Retype the line in which "the racket bumper" appears, then every line after it until the records end. Leave out the pictures.

▶ Source information
----

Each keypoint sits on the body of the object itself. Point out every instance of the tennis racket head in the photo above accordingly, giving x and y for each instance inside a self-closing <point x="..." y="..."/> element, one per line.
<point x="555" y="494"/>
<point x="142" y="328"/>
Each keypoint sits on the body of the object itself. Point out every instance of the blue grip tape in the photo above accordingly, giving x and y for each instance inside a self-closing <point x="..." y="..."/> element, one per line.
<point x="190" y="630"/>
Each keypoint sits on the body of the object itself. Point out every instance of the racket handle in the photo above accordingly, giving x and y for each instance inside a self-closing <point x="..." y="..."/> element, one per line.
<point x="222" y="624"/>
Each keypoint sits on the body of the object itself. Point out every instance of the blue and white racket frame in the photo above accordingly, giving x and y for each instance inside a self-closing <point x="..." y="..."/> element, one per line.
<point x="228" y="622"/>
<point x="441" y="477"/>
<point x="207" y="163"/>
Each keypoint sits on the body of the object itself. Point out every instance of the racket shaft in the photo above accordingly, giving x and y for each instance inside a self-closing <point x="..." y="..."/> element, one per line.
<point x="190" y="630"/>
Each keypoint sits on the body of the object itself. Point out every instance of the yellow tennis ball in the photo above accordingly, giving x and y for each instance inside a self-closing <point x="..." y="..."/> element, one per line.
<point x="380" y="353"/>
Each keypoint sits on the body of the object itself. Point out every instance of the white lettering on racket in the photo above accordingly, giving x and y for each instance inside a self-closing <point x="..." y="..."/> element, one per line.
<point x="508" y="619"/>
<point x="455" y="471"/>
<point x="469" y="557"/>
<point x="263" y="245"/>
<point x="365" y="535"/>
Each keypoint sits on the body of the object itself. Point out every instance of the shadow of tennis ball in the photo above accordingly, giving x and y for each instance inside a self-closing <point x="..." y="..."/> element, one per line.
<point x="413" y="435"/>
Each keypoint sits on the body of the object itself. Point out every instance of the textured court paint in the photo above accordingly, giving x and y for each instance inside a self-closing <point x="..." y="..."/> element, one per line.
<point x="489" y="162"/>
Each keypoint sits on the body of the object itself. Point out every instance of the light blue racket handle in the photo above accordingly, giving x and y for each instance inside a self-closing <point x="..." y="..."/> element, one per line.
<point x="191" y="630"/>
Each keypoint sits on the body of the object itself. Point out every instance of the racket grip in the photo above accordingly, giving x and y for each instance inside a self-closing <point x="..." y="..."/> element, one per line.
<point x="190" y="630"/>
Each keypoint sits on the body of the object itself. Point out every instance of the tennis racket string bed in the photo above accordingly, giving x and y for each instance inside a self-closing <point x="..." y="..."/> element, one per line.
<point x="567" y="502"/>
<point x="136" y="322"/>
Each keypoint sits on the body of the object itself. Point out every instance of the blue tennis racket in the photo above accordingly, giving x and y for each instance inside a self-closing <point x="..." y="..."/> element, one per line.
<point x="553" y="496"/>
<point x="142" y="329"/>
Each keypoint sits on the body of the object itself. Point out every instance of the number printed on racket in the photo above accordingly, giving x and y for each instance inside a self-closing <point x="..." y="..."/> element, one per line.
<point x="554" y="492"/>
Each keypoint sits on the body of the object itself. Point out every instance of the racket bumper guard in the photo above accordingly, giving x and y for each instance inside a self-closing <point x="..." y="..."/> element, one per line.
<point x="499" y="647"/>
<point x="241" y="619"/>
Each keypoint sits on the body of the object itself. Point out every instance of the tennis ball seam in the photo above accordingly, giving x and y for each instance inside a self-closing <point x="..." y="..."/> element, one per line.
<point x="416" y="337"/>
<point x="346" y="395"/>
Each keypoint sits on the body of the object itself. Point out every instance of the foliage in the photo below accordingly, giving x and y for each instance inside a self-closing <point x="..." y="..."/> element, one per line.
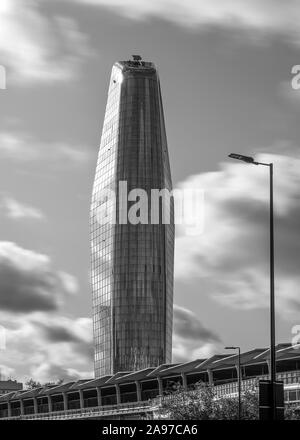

----

▶ Worked solution
Each keypoint sits on the body of the object itself. Point out every instance of the racket bumper guard in the photo above accordingly, giving x and y for each instance inside a self-closing <point x="..." y="..."/> element, one per line.
<point x="499" y="647"/>
<point x="241" y="619"/>
Each keypoint sits on the body of the object itself. Point out every instance of the tennis ball seam in the photo above accordingly, giving x and y for each instance inside a self-closing <point x="..." y="..."/> element, one per line.
<point x="416" y="337"/>
<point x="346" y="395"/>
Each keypoint sits on the body of the object itself. Point out every instance of the foliage in the photo below accordingly, giving x and y for each instance inside a self-closing <point x="..." y="..."/> element, one per line.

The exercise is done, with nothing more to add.